[出典文]
================
一方、前田康晴監督は「正直すごく驚きました。他の高校球児には挑戦さえできないような機会をいただいたので全力で精一杯やる気持ちを選手たちに伝えたいです。センバツの時の気持ちをもう一度思い出してチャレンジしてほしいです」と話していました。

【日本ハムの選手は】
甲子園球場で交流試合が行われることについて、おととし春夏連覇を達成した大阪桐蔭高校のOBで日本ハムの中田翔選手は、「球児たちにとっては最高の瞬間になると思います。甲子園という最高の舞台で思う存分楽しんでもらいたい」とコメントしています。
また、神奈川県の東海大相模高校のOBで日本ハムの大田泰示選手は、「新型コロナウイルスの影響で自粛期間が続いたこともあり、不完全燃焼な気持ちもあることと思いますが、この経験を自分自身の財産にし苦しかった思いや辛い思いを用意された舞台で気持ちを込めてプレーしてもらいたい。そして、人生の糧にしてください」とコメントしています。
================
[情報]
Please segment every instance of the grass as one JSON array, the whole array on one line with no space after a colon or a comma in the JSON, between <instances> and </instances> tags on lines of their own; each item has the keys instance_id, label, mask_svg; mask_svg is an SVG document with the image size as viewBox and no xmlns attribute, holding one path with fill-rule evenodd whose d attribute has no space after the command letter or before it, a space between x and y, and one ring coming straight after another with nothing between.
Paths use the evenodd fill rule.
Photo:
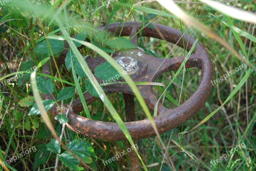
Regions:
<instances>
[{"instance_id":1,"label":"grass","mask_svg":"<svg viewBox=\"0 0 256 171\"><path fill-rule=\"evenodd\" d=\"M108 25L123 21L140 21L140 14L145 17L147 13L149 13L156 15L150 22L173 27L190 34L195 39L198 39L198 42L203 45L211 57L215 80L244 63L247 64L246 68L236 72L226 81L214 85L204 106L191 119L160 136L158 139L162 141L161 146L168 148L162 148L155 137L139 140L138 152L141 159L140 169L255 170L256 81L254 78L256 77L256 36L255 22L248 17L245 19L246 15L249 15L248 12L244 15L236 15L236 18L239 18L234 19L232 14L234 12L225 11L222 6L220 6L220 8L216 8L216 6L219 6L201 2L207 2L205 0L196 3L194 3L196 1L191 3L176 2L188 14L188 18L181 17L181 13L170 13L167 10L170 10L170 7L174 8L174 6L161 6L155 1L133 6L140 1L122 0L104 7L101 6L104 1L100 0L62 1L24 0L10 1L5 6L0 6L2 40L0 43L0 161L9 159L16 153L24 153L26 149L34 146L37 150L36 152L30 153L15 162L6 165L7 167L3 168L1 166L2 169L52 170L56 166L60 170L70 169L62 161L56 160L59 154L51 153L45 146L51 139L60 136L62 129L64 128L64 125L52 118L49 113L47 115L46 112L42 112L41 113L44 114L42 117L40 115L28 115L32 106L24 106L20 103L28 96L34 96L38 106L41 106L39 108L44 110L42 104L39 105L42 102L39 94L36 92L33 93L33 91L35 91L33 85L35 78L30 79L28 74L26 78L19 80L18 84L14 82L5 86L1 83L1 81L26 71L23 70L22 61L32 61L38 68L36 76L42 75L42 66L53 52L49 49L49 55L44 56L34 53L33 50L37 43L46 38L48 41L51 38L65 39L68 40L70 48L75 53L97 93L104 94L83 56L103 56L117 70L122 70L108 54L94 45L97 43L92 37L94 34L97 34L95 27L103 24ZM256 10L256 6L252 1L221 1L220 2L219 4L235 6L244 11ZM254 14L252 16L255 17ZM195 27L193 24L197 23L194 20L192 20L192 23L188 23L191 24L188 27L187 24L189 18L191 19L194 18L203 27ZM144 23L147 22L145 18L142 21ZM211 31L207 31L207 29ZM76 50L75 42L72 41L70 37L84 30L86 31L87 38L91 40L92 44L81 42L86 47ZM210 32L213 34L209 35ZM158 58L181 56L188 53L184 51L185 44L179 47L154 38L143 37L143 39L145 47ZM58 54L54 55L57 57ZM51 65L55 64L52 63ZM62 66L58 68L59 74L53 73L50 77L54 80L55 95L63 87L71 86L77 89L76 98L80 97L83 99L83 93L86 90L84 80L77 77L73 65L70 72L65 65ZM169 85L164 104L168 108L174 108L185 101L196 89L200 83L201 70L197 68L184 70L183 68L181 66L179 72L164 73L155 81L166 86ZM153 117L154 111L148 111L135 83L128 76L124 77L136 95L135 99L136 120ZM154 86L154 92L160 98L165 89L164 87ZM103 120L115 120L122 128L129 142L133 145L133 141L123 124L125 114L123 95L113 93L104 96L104 99L107 100L103 100L103 102L100 99L97 100L88 105L88 109L80 114L100 120L104 114ZM62 103L70 102L68 99ZM87 105L85 101L83 104L86 108ZM47 116L48 120L45 118ZM153 122L152 124L154 125ZM49 129L46 125L52 125L53 127ZM111 158L119 152L126 150L130 146L127 142L104 141L79 135L66 128L63 130L62 142L66 146L68 142L81 138L89 142L93 147L97 159L96 157L93 157L91 163L79 165L84 167L85 170L116 170L129 168L128 155L124 156L118 161L114 161L106 166L102 163L103 160ZM56 132L56 135L54 135L53 132ZM245 148L239 149L226 160L216 165L211 164L211 161L216 160L226 153L226 151L234 150L235 147L243 143ZM61 150L62 152L63 150ZM77 157L79 158L79 156ZM39 159L45 161L40 166L37 161ZM58 162L56 162L56 160ZM36 165L38 166L35 167Z\"/></svg>"}]
</instances>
================
[課題] 甲子園での交流試合をめぐる出典文を、一字一句変えずに全文書き写すこと。

[解答]
一方、前田康晴監督は「正直すごく驚きました。他の高校球児には挑戦さえできないような機会をいただいたので全力で精一杯やる気持ちを選手たちに伝えたいです。センバツの時の気持ちをもう一度思い出してチャレンジしてほしいです」と話していました。

【日本ハムの選手は】
甲子園球場で交流試合が行われることについて、おととし春夏連覇を達成した大阪桐蔭高校のOBで日本ハムの中田翔選手は、「球児たちにとっては最高の瞬間になると思います。甲子園という最高の舞台で思う存分楽しんでもらいたい」とコメントしています。
また、神奈川県の東海大相模高校のOBで日本ハムの大田泰示選手は、「新型コロナウイルスの影響で自粛期間が続いたこともあり、不完全燃焼な気持ちもあることと思いますが、この経験を自分自身の財産にし苦しかった思いや辛い思いを用意された舞台で気持ちを込めてプレーしてもらいたい。そして、人生の糧にしてください」とコメントしています。